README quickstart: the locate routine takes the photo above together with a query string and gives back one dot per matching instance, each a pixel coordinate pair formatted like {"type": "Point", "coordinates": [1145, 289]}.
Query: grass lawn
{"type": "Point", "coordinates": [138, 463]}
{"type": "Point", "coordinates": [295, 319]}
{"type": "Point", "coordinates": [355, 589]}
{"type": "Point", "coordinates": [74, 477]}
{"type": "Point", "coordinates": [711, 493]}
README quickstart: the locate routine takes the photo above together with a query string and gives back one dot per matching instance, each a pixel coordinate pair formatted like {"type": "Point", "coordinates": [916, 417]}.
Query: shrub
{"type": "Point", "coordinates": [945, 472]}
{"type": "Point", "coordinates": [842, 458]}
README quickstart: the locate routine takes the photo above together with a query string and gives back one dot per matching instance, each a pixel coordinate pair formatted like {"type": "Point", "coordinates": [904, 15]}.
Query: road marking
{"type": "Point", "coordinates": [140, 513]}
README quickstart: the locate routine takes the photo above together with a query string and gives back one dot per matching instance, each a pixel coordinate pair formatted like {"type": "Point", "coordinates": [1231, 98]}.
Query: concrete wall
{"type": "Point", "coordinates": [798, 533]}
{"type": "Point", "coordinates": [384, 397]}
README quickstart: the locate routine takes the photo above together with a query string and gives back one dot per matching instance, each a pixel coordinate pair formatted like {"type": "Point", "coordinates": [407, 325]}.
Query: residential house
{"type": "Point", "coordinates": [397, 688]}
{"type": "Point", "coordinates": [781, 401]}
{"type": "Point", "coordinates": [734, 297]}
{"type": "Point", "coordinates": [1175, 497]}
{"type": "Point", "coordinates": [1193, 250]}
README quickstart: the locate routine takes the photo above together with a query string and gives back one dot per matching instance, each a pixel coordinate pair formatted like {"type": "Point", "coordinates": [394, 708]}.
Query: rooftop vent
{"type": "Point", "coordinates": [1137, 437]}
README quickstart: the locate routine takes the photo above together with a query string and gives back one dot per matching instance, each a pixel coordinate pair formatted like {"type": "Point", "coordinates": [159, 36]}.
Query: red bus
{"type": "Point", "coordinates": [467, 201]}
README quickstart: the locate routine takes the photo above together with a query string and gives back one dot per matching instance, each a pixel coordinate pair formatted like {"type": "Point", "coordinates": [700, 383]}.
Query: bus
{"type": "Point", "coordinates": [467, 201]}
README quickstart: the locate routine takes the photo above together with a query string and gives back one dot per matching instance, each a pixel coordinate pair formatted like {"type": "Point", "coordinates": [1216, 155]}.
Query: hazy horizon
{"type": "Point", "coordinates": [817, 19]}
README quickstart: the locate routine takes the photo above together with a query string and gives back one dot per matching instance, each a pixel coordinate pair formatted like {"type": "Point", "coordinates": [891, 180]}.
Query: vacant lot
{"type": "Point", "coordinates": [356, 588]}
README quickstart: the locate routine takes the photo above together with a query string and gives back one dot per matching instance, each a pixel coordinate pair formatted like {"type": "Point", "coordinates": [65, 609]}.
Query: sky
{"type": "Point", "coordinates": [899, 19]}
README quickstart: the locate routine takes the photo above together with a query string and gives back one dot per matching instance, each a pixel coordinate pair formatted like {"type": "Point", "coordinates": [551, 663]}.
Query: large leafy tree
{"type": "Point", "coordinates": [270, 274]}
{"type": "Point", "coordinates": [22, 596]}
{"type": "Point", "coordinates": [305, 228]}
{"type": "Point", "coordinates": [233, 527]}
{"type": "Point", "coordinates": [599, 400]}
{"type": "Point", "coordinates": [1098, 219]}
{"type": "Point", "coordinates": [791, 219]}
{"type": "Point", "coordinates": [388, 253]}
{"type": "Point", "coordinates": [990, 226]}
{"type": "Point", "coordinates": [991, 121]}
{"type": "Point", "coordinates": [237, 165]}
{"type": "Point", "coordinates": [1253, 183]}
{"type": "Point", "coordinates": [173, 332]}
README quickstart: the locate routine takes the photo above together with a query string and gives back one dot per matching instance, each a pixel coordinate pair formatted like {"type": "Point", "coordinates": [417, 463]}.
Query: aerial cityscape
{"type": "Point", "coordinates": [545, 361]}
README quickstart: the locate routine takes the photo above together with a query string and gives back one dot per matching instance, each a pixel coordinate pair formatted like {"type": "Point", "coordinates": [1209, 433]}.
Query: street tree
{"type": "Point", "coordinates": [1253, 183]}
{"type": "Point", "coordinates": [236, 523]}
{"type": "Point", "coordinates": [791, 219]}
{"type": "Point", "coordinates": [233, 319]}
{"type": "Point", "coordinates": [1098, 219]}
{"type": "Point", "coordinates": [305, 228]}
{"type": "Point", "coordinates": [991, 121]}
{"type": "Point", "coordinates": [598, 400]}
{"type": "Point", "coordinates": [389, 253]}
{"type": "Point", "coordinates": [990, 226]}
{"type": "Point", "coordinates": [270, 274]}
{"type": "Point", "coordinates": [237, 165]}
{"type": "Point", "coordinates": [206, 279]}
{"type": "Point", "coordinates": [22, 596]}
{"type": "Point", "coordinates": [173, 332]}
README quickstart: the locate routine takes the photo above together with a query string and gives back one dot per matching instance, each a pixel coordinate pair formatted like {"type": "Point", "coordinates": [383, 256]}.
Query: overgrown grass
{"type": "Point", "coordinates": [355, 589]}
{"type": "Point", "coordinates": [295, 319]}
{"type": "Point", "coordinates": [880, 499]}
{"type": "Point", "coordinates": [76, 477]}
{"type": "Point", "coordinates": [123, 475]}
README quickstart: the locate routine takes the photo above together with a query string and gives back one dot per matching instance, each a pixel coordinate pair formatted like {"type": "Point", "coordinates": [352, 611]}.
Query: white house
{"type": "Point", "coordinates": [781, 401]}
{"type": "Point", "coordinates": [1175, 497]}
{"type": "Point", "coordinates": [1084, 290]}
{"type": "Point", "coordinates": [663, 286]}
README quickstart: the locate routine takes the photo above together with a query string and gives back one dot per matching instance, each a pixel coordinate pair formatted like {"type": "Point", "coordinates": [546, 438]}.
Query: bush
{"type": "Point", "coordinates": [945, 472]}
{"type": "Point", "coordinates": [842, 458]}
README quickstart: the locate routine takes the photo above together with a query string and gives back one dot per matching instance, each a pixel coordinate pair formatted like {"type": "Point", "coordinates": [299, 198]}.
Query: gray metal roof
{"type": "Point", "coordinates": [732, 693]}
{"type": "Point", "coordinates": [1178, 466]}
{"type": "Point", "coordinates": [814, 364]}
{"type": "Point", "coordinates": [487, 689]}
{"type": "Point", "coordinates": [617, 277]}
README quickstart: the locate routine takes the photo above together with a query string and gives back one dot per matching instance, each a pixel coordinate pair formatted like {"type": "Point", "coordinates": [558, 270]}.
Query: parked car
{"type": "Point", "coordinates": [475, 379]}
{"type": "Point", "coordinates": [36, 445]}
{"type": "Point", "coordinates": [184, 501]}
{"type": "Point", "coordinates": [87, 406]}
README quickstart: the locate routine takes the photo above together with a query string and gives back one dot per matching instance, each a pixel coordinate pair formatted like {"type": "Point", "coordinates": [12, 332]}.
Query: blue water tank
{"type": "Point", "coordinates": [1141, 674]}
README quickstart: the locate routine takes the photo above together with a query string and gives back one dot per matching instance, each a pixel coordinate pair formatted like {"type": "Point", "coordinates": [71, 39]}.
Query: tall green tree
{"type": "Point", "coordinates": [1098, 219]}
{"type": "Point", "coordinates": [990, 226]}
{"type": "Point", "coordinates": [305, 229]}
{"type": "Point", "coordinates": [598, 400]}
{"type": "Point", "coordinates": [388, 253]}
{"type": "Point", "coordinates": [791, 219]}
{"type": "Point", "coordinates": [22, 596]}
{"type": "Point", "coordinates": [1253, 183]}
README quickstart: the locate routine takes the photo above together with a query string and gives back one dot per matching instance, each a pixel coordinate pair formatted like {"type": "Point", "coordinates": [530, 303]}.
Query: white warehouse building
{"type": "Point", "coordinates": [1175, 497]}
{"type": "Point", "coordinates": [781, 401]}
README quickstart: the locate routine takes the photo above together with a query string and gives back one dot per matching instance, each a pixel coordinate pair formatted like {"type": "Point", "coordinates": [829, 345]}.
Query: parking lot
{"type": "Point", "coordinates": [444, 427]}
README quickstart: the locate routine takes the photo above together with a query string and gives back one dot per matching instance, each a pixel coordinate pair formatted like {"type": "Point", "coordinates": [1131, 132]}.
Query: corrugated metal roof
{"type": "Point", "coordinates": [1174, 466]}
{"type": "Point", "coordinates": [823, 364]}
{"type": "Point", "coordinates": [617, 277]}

WORK TO BE COMPLETED => Recast the listing above as a JSON list of strings, from its first line up to and including the line with "Query: grass lawn". Use one string per line and leave out blank lines.

OUTPUT FOR THIS EXERCISE =>
[
  "README quickstart: the locate routine takes the photo above together with a query string and gives back one dot per matching instance, each a pixel coordinate pair formatted like {\"type\": \"Point\", \"coordinates\": [1145, 289]}.",
  "Query: grass lawn"
]